PROVIDED RECORDS.
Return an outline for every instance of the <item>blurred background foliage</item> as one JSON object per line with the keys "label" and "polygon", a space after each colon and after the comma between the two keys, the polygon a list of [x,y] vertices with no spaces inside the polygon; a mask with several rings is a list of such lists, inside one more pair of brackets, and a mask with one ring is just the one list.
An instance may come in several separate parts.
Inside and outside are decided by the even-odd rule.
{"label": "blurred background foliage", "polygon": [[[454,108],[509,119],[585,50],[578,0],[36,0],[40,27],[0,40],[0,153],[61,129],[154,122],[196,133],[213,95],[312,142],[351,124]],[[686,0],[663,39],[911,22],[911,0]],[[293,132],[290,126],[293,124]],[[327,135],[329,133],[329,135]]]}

==

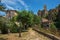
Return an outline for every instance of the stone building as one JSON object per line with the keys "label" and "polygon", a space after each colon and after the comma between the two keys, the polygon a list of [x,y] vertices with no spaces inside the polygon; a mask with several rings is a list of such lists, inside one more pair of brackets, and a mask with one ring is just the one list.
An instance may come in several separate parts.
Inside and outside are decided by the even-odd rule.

* * *

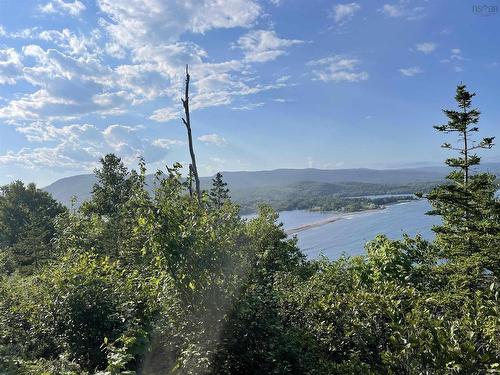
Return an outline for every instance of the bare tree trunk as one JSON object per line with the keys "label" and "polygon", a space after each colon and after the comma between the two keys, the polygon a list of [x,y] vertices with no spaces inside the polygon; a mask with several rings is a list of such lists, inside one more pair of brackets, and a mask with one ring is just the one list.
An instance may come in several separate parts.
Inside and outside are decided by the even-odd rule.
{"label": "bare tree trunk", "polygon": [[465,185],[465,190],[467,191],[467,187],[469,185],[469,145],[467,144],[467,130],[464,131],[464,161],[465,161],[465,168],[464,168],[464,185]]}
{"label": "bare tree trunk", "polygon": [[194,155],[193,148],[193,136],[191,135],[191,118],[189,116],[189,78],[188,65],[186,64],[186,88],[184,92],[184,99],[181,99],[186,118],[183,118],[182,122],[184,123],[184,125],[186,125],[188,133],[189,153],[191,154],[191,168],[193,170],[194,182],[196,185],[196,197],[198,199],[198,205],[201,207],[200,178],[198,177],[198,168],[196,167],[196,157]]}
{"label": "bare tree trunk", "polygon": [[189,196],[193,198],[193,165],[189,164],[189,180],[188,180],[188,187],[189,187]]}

ASSIGNMENT.
Among the entries above, how many lines include "every"? State the number and nothing else.

SOLUTION TO THIS PROBLEM.
3